Copy whichever lines of the data hold the word "like".
═══ Task material ═══
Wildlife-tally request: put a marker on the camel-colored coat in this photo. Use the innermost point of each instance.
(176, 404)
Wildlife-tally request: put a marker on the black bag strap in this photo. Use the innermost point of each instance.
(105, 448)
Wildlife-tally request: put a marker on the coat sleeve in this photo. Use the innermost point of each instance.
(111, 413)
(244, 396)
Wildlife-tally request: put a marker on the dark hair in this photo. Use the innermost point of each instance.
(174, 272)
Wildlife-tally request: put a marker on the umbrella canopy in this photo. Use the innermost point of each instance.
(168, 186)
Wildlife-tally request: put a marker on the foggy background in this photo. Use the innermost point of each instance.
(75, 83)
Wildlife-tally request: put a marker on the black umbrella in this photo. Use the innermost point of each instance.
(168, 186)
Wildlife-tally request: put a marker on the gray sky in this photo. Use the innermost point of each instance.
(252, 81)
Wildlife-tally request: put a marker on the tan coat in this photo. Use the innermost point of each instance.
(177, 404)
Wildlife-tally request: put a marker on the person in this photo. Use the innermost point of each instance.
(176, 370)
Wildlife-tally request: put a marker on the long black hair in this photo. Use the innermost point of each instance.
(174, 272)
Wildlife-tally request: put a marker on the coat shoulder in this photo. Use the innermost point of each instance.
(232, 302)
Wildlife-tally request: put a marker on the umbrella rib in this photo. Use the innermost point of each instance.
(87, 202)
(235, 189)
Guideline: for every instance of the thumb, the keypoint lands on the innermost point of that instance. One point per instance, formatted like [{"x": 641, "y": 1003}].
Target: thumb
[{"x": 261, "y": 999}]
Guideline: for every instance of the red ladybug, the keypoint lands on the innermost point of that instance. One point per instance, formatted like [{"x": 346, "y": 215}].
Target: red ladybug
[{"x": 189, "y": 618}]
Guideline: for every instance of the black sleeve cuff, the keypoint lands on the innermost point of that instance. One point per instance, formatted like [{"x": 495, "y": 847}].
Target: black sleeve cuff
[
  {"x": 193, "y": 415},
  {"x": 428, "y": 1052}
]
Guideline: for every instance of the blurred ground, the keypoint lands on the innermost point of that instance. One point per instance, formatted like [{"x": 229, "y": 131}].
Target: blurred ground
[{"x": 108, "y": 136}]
═══
● Solution:
Guideline: for every instance of the thumb, the keypoint lands on the innermost point of that instance. One point per instance, formatted like [{"x": 641, "y": 1003}].
Guideline: for every instance of the red ladybug, the keypoint lands on the innermost point of that instance. One point per instance, formatted like [{"x": 346, "y": 215}].
Guideline: for every instance of the black sleeve cuff, the keypoint lands on the innermost point of that instance. One point per instance, formatted like [{"x": 495, "y": 847}].
Guideline: for every instance of the blurred ground, the keypoint lands on the innermost point of that instance. One point per instance, formatted like [{"x": 229, "y": 131}].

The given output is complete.